• [Excerpted text]:

● ● ● ● ● ● ●

In the State v. McBride, 4 Mo. 303, two questions were raised by counsel: First--that the courts had no jurisdiction of the case. Second--that the enrollment was a verity. The court did not discuss or pass upon the first question, simply holding that it would, in the language of the discussion, "look into the matter" and determine whether the action of the General Assembly was had upon a vote of a constitutional majority. A careful reading will show that the question of jurisdiction cut no figure in the decision. The case was not well considered; there is no discussion of principles or citation of authorities in the opinion.

● ● ● ● ● ● ●

• [Work instructions]:
1. Echo the passage on State v. McBride word for word, from "In the State" to "in the opinion.".
2. Rewrite the paragraph in the McBride passage that begins "In the State v. McBride" as a shorter version that keeps its main facts.
The data that follows has nothing to do with the passage on State v. McBride.

• [Supplied data]:
● ● ● ● ● ● ●

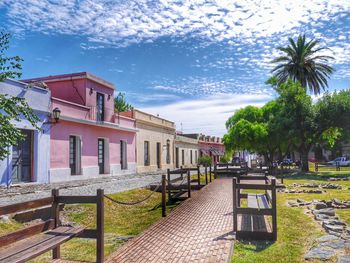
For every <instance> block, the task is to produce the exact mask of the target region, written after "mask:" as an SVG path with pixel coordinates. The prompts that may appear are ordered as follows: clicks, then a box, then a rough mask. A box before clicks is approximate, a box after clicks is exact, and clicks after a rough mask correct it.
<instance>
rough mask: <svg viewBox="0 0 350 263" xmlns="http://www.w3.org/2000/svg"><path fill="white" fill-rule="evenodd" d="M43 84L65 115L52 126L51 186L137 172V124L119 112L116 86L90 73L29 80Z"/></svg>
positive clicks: (51, 103)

● ● ● ● ● ● ●

• [Task results]:
1.
In the State v. McBride, 4 Mo. 303, two questions were raised by counsel: First--that the courts had no jurisdiction of the case. Second--that the enrollment was a verity. The court did not discuss or pass upon the first question, simply holding that it would, in the language of the discussion, "look into the matter" and determine whether the action of the General Assembly was had upon a vote of a constitutional majority. A careful reading will show that the question of jurisdiction cut no figure in the decision. The case was not well considered; there is no discussion of principles or citation of authorities in the opinion.

2. In State v. McBride, 4 Mo. 303, counsel argued that the courts lacked jurisdiction and that the enrollment was a verity. The court did not address jurisdiction. It held only that it would "look into the matter" and decide whether the General Assembly acted on a vote of a constitutional majority. Jurisdiction played no part in the decision. The case was poorly considered, and its opinion neither discusses principles nor cites authorities.